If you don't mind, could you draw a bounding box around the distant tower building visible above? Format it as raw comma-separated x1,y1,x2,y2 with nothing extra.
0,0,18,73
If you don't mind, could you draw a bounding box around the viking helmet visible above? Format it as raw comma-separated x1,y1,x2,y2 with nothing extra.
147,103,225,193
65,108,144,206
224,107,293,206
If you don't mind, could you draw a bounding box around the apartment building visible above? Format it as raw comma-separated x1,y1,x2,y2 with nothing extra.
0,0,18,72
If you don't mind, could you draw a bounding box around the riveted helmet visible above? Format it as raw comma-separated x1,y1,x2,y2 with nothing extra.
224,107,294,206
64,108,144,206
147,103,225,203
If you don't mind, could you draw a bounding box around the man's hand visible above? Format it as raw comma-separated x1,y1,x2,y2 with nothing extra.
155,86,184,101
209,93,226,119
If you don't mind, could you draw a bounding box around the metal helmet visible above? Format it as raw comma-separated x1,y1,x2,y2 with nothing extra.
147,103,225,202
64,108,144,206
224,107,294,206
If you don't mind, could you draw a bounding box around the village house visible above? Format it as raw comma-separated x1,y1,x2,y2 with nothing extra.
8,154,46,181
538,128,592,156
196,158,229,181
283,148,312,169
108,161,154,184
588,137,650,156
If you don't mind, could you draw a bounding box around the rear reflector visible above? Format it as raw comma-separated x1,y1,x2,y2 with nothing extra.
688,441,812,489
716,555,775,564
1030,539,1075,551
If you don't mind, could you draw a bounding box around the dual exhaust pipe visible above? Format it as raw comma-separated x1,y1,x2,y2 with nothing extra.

DIRECTIONS ->
Reproduce all of the records above word for word, without changing or omitting anything.

RESULT OF THE EXERCISE ->
If you don't mind, could you draw a bounding box around the distant tower building visible above? Format it as raw comma-separated x1,y1,x2,y2 with nothing extra.
0,0,18,73
If you don't mind, could you draw a bounding box around the viking helmet visible above? Format it as raw comma-separated x1,y1,x2,y2 with nothing extra.
147,103,225,193
65,108,144,206
224,107,293,206
If you don't mind, could you draw a bounding box around the apartment building visible above? Format it as raw comma-separated x1,y1,x2,y2 with nothing extra.
0,0,18,72
If you don't mind, could you draw a bounding box around the riveted helmet visible above? Format it as raw comma-separated x1,y1,x2,y2 with nothing extra.
224,107,294,206
64,108,144,206
147,103,225,203
If you don't mind, could you draw a bounding box around the man's hand visible above? Format it as raw comma-separated x1,y1,x2,y2 with nothing extra.
155,86,184,101
209,93,226,119
If you don't mind, could you draw a bounding box around the metal helmet visible above? Format it as raw comma-separated x1,y1,x2,y2 with nothing extra.
147,103,225,202
64,108,144,206
224,107,294,206
If you don't mind, could you draw a bounding box around the village house visible above? Format it as raw comma-separated x1,y1,x2,y2 with nothing extra.
8,154,46,181
538,128,592,156
196,158,229,181
283,148,312,169
108,161,154,184
588,137,650,156
If you don't mind, could you draw a bounding box around the rear reflector visible above? Format it as raw comma-separated x1,y1,x2,y2 with nothing extra.
688,441,812,489
716,555,775,564
1030,539,1075,551
If you don't mind, could you draw a bounding box around the dual exhaust pipe visible above? Format it as raw comma-separated x1,y1,x2,y2 with nothing extra.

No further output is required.